* [Assigned task]
State, as a number alone, how many lines of the data contain the string "below".

Saved entries
- Opening Delimiter -
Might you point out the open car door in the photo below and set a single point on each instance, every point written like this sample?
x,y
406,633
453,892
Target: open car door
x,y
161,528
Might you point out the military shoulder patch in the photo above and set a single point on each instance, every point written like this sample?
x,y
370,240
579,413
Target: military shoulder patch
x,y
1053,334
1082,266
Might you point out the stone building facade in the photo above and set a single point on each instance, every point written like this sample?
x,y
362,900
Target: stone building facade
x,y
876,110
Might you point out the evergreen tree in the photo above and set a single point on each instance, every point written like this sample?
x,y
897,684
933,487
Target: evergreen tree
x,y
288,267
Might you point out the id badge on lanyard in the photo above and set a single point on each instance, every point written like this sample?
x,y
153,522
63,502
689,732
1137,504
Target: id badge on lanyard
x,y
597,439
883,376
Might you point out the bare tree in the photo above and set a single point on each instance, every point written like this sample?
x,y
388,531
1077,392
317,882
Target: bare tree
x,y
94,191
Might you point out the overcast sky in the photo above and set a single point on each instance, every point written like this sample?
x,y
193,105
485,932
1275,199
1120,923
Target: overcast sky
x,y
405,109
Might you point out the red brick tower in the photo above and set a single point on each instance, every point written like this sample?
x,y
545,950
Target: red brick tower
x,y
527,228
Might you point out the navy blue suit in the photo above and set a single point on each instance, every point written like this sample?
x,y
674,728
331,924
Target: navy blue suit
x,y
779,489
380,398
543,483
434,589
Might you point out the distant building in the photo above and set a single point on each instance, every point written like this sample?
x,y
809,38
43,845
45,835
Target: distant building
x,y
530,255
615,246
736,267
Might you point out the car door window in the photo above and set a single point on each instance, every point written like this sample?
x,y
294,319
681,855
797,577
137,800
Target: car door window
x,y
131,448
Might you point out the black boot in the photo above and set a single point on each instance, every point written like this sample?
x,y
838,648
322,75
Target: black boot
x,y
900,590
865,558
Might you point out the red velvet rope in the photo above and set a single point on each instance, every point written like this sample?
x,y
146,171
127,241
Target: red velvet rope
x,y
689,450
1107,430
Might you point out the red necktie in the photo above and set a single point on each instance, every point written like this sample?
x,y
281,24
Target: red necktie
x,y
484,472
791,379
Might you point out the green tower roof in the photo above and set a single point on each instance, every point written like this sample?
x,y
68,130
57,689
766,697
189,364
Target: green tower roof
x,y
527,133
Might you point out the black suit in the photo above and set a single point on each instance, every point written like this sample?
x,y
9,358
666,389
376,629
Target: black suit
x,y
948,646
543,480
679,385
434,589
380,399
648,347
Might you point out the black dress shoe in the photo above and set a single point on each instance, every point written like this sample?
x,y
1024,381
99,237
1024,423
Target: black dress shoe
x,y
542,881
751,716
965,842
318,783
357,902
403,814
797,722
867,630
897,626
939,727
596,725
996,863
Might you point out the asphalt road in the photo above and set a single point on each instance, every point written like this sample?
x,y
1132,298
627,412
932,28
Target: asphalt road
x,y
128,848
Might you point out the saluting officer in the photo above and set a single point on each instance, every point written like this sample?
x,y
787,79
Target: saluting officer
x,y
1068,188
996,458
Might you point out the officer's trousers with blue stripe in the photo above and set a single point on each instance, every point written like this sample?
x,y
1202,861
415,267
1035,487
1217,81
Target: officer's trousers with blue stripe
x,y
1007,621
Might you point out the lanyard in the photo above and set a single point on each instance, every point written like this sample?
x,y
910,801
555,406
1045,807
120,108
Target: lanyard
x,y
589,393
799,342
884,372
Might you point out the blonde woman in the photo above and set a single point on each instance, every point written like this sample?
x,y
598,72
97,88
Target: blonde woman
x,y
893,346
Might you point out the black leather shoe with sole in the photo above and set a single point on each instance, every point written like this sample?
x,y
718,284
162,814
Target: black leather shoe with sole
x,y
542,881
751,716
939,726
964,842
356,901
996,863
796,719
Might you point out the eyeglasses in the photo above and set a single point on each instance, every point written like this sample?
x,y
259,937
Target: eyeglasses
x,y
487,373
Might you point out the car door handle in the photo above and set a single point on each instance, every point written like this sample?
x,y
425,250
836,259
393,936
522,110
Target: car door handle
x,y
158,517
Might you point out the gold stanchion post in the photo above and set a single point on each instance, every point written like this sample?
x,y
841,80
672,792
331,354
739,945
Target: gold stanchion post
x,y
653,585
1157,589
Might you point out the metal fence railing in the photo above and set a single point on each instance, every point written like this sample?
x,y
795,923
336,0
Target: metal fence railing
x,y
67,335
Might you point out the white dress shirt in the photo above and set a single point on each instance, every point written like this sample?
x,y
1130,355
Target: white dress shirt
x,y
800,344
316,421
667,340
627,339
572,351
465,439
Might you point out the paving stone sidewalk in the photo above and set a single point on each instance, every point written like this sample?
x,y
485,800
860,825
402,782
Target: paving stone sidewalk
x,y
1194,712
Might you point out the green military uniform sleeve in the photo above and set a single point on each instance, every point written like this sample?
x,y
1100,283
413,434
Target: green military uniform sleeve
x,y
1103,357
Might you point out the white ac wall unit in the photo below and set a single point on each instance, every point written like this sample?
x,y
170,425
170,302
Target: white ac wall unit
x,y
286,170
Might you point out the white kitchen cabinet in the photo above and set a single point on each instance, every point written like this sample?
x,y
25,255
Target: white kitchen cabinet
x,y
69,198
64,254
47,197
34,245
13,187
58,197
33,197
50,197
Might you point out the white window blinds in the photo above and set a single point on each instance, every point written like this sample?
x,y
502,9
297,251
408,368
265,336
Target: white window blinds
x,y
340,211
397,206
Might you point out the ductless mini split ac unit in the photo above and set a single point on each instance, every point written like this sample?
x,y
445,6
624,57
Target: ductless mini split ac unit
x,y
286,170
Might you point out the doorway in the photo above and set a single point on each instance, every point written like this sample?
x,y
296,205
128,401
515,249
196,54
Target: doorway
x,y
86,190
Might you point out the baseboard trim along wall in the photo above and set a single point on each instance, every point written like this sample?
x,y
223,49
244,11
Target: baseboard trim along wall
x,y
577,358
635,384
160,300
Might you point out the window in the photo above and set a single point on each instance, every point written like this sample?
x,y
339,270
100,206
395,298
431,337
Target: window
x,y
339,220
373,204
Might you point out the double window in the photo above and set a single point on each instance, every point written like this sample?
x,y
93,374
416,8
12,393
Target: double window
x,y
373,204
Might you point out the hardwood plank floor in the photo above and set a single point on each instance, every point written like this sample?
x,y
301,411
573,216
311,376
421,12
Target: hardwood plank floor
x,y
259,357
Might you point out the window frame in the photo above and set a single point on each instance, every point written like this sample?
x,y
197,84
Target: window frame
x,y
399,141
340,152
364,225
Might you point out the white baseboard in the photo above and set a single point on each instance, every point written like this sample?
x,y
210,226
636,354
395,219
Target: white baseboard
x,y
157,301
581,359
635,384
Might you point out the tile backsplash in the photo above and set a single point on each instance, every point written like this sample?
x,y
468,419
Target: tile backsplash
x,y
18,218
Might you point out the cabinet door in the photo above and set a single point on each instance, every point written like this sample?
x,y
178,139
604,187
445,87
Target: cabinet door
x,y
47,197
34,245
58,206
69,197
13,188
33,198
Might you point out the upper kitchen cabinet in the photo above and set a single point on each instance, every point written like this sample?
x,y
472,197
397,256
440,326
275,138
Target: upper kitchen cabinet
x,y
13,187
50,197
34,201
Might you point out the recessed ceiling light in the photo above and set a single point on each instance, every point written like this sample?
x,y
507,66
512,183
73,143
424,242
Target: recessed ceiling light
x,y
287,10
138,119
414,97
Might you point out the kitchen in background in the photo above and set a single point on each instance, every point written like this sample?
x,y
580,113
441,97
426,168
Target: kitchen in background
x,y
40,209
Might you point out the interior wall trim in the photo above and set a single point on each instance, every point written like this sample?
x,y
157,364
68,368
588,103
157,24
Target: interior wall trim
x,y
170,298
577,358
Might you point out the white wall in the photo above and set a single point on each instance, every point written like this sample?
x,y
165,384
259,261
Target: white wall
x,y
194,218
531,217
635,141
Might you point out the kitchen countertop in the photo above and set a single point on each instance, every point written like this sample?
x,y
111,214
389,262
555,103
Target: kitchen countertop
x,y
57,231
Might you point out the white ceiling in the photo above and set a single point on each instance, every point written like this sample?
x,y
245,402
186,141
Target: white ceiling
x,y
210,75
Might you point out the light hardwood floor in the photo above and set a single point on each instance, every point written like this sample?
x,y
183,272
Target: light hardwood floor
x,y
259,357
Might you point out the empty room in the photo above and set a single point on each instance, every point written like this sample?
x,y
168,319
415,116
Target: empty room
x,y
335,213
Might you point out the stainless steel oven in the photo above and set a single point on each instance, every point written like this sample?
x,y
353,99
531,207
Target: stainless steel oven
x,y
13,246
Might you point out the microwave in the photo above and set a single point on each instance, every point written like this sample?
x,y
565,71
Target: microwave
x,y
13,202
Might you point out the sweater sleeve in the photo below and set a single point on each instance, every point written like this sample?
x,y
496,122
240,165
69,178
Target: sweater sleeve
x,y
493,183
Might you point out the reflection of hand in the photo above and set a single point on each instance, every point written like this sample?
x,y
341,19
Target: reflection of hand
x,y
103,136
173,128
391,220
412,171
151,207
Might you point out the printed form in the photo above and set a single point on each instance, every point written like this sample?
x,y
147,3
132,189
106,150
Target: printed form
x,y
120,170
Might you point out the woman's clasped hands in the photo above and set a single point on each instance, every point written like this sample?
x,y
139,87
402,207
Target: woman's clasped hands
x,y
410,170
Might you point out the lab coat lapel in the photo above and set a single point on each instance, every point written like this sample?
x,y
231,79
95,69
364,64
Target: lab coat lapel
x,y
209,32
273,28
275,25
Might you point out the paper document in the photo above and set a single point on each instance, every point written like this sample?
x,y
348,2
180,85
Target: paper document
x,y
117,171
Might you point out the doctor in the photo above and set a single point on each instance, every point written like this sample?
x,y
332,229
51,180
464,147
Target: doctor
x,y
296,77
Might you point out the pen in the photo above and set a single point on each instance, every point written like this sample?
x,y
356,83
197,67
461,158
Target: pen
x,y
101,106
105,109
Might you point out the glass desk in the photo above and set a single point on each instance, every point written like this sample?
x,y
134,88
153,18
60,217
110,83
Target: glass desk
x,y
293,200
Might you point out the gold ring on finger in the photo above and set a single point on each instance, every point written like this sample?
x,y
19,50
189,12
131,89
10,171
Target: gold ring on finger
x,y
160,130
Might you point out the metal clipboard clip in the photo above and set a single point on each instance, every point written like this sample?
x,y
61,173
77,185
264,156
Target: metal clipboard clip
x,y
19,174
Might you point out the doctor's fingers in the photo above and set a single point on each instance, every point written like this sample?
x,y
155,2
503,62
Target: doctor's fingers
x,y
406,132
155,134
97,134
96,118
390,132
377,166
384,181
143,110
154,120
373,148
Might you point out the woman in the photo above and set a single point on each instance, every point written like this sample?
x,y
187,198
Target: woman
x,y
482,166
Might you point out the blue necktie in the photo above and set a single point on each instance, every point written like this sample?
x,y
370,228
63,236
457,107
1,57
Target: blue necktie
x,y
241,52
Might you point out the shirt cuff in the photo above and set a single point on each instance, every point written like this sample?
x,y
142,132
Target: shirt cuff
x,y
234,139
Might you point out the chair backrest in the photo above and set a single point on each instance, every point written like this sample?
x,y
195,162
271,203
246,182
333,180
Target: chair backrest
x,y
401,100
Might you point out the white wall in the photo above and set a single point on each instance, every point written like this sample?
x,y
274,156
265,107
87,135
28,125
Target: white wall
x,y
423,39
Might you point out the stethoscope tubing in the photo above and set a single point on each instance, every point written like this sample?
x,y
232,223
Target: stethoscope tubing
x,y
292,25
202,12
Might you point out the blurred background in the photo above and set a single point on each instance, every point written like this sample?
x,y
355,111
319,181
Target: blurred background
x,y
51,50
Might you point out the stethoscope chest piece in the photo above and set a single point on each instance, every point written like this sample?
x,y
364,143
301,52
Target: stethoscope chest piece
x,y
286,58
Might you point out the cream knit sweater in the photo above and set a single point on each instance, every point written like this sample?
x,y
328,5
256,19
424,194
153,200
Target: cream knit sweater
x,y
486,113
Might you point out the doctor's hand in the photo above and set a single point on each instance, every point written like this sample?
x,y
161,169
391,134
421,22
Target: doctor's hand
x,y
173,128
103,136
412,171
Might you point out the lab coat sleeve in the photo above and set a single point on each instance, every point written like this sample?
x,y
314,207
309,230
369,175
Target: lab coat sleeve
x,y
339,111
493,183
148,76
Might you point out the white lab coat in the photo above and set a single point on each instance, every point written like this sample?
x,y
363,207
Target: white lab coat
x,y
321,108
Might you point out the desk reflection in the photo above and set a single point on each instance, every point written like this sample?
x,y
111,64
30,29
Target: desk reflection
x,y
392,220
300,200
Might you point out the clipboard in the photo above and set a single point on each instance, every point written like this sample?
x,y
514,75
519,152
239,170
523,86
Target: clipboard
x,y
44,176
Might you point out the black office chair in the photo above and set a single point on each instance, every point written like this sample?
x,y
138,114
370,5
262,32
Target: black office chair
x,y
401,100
- Closing Delimiter -
* [Answer to the problem]
3